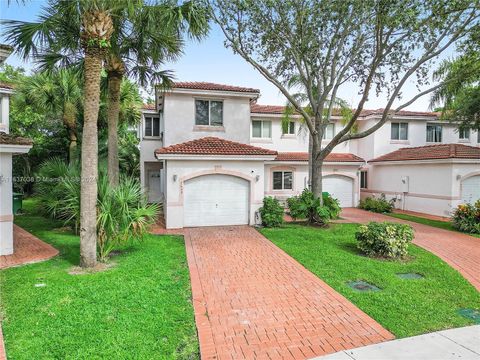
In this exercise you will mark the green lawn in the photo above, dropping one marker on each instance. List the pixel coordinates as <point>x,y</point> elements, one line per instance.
<point>405,307</point>
<point>139,309</point>
<point>435,223</point>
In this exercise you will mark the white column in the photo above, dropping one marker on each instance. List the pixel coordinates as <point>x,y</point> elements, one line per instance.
<point>6,212</point>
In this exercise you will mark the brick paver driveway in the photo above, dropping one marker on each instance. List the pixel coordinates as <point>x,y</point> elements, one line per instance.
<point>252,300</point>
<point>460,251</point>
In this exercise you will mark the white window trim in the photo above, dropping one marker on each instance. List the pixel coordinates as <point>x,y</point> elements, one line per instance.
<point>426,134</point>
<point>366,178</point>
<point>261,130</point>
<point>288,134</point>
<point>283,180</point>
<point>209,117</point>
<point>325,138</point>
<point>152,116</point>
<point>464,139</point>
<point>399,141</point>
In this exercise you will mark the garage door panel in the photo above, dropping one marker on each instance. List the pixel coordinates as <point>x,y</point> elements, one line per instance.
<point>341,188</point>
<point>216,200</point>
<point>471,189</point>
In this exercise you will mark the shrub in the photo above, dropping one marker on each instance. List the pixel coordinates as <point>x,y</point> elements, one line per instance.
<point>379,205</point>
<point>123,214</point>
<point>466,218</point>
<point>307,206</point>
<point>388,240</point>
<point>272,212</point>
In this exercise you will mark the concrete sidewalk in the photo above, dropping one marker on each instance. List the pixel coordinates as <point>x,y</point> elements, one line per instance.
<point>461,343</point>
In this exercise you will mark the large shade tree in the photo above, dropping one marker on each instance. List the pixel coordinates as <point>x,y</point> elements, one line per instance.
<point>368,45</point>
<point>459,94</point>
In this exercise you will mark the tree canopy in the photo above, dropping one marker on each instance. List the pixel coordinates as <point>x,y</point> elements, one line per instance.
<point>374,46</point>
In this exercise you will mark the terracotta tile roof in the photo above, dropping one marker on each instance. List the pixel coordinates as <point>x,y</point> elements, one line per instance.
<point>279,109</point>
<point>214,146</point>
<point>212,86</point>
<point>148,107</point>
<point>432,152</point>
<point>267,109</point>
<point>6,86</point>
<point>332,157</point>
<point>366,112</point>
<point>10,139</point>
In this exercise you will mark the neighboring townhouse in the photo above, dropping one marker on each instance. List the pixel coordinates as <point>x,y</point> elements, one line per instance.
<point>425,164</point>
<point>210,154</point>
<point>9,145</point>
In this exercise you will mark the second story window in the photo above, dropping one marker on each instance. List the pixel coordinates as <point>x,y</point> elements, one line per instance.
<point>363,179</point>
<point>290,129</point>
<point>464,134</point>
<point>262,129</point>
<point>399,131</point>
<point>209,112</point>
<point>282,180</point>
<point>329,132</point>
<point>152,126</point>
<point>434,133</point>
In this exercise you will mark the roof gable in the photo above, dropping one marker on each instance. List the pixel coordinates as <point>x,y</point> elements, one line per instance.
<point>432,152</point>
<point>214,146</point>
<point>213,86</point>
<point>332,157</point>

▸ **Task requirements**
Using the material above, retype each entry exactly and omit the pictures.

▸ **Solved problem**
In this exercise you will mark the green lawn in the photo above, dropping one marker on each instance. List the pixel coordinates as <point>x,y</point> elements, one line per instance.
<point>405,307</point>
<point>139,309</point>
<point>435,223</point>
In this exercise you will mark the white column in the photo above, dropping one marker on each instance. List the pixel coordinates as <point>x,y</point> elements, one line per instance.
<point>6,212</point>
In this exercise you will mark the brick paver driveway in the photo above, dropping one marker on each instance. List the pixel coordinates as <point>x,y</point> elements, one line per instance.
<point>252,300</point>
<point>460,251</point>
In this exercise you will mark the white window trim in the photo above, dropping one marker on each instance. List the pixel coordinates as <point>x,y</point> elements, one line per instance.
<point>426,134</point>
<point>366,178</point>
<point>261,130</point>
<point>288,134</point>
<point>283,180</point>
<point>209,117</point>
<point>325,138</point>
<point>152,116</point>
<point>464,139</point>
<point>399,141</point>
In this exercise you will mark the garage door panel in the photo above, dropping one marker on each instance. List the pixel coordinates as <point>x,y</point> elements, one line per instance.
<point>341,188</point>
<point>216,200</point>
<point>471,189</point>
In this exercise you will mark the shrub in the photo above, dropping one marker on each instance. List the pixel coordinates as <point>x,y</point> elements, one line per instance.
<point>379,205</point>
<point>123,214</point>
<point>466,218</point>
<point>307,206</point>
<point>388,240</point>
<point>272,212</point>
In this exercise you will mark the concrete sidewalk in the photo above, dropping one marker on each instance. List the pixel coordinates as <point>x,y</point> elements, one line per instance.
<point>461,343</point>
In this exercise you will mark the large shade tree in the photo above, dropping one marker on each instance. List the pixel coordinates as <point>x,y</point> elements, one line per instance.
<point>368,45</point>
<point>459,94</point>
In this exercise you will mark the tree canopy in the photo above, dropping one marker on each instance. List the pixel coordinates as <point>x,y</point> elements, one line per instance.
<point>374,46</point>
In this exercise you will mark the terracotta tile roof in the photo above, dropping one marker on each instance. List the pixel coordinates as <point>x,y</point> elements, one line per instance.
<point>279,109</point>
<point>214,146</point>
<point>212,86</point>
<point>148,107</point>
<point>432,152</point>
<point>267,109</point>
<point>6,86</point>
<point>332,157</point>
<point>366,112</point>
<point>10,139</point>
In this exercise you will mark the neighboring townhouse in the photo above, dropping one marker on each instance. List the pixel coordinates as <point>x,y</point> elements, one line per instance.
<point>425,164</point>
<point>210,154</point>
<point>9,145</point>
In this exercise you will mark the second story window in the photo above, dropping one marker on each instance. List the pixel coordinates as <point>x,y</point> elements, one line per instance.
<point>363,179</point>
<point>290,129</point>
<point>464,134</point>
<point>262,129</point>
<point>399,131</point>
<point>209,112</point>
<point>282,180</point>
<point>329,132</point>
<point>152,126</point>
<point>434,133</point>
In this exercise you will mark the roof gable in the photo above, dropping one marker on each instance. List the pixel coordinates as <point>x,y</point> elements, one line per instance.
<point>432,152</point>
<point>214,146</point>
<point>213,86</point>
<point>332,157</point>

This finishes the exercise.